■ Provided material
○ ○ ○

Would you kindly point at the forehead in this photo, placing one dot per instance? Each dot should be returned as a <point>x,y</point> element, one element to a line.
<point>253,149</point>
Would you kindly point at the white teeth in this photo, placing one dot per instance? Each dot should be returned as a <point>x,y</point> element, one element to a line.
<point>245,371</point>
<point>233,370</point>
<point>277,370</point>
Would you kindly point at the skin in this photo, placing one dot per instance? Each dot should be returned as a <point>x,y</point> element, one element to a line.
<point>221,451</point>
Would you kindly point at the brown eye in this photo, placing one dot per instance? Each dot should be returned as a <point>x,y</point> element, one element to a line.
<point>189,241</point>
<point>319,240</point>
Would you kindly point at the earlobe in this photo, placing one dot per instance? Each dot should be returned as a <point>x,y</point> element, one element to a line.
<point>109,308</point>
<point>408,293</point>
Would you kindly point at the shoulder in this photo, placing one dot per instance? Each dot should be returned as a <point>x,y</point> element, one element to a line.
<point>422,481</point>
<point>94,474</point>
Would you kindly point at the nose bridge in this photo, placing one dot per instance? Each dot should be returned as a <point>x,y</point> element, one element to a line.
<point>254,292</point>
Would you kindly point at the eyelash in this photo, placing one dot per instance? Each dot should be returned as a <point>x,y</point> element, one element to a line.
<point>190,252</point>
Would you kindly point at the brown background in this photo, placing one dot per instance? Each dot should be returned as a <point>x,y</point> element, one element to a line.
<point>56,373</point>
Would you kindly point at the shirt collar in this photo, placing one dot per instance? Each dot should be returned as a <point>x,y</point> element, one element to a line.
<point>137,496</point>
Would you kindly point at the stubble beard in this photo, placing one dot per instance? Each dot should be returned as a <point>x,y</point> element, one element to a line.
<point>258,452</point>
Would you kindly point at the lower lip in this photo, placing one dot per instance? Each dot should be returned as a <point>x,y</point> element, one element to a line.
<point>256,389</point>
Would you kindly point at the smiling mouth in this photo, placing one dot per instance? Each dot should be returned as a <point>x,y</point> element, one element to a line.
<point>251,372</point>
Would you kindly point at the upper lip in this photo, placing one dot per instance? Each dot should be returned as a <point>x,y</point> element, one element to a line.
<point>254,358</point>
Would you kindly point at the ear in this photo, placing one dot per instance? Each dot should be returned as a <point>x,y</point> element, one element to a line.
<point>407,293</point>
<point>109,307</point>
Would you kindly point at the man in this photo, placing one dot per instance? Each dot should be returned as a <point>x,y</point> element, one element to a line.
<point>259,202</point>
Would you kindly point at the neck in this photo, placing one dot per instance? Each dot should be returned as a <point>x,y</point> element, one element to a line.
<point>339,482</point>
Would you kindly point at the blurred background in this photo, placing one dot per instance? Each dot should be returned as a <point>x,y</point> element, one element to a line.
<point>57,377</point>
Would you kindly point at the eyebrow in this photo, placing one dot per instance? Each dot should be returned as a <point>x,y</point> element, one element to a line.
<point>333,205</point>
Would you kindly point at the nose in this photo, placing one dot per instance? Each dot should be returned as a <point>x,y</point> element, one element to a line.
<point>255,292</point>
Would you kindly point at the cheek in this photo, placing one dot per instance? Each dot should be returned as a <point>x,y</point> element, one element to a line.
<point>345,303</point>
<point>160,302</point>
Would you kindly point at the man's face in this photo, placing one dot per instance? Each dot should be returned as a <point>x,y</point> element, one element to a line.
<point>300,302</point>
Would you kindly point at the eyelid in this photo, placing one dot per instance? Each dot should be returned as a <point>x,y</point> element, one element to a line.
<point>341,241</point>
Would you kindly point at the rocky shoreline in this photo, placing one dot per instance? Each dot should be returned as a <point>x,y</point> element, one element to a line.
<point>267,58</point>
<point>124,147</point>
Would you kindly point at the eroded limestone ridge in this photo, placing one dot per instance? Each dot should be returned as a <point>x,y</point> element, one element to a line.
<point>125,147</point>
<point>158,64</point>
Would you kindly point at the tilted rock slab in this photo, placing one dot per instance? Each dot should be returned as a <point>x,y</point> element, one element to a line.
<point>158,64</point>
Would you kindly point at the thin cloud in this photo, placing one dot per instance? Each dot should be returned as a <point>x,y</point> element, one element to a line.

○ ○ ○

■ Directions
Please retype the rows above word for word, starting at the line that contains "Would you kindly point at the eyelid" and stopping after the final line of the rows.

■ Answer for this exercise
Would you kindly point at the eyelid in this photo, placing one dot per instance? Each dot should be returned as a <point>x,y</point> element, one element to a line.
<point>341,241</point>
Would you kindly point at the rocky shoreline in this photo, placing one dot per instance? Each dot should be returned as a <point>x,y</point> element, one element to a line.
<point>267,58</point>
<point>124,147</point>
Would you kindly point at the eroded limestone ridge in this photo, placing one dot per instance? Each dot should be returned as a <point>x,y</point> element, one element to a line.
<point>125,147</point>
<point>158,64</point>
Would you kindly point at the tilted rock slab in this photo, placing one dot per instance? Each dot should be returned as a <point>x,y</point> element, one element to a line.
<point>158,64</point>
Would you kindly point at the thin cloud in this photo, placing one dot per instance? Each dot should be returned as a <point>x,y</point> element, one element to a line.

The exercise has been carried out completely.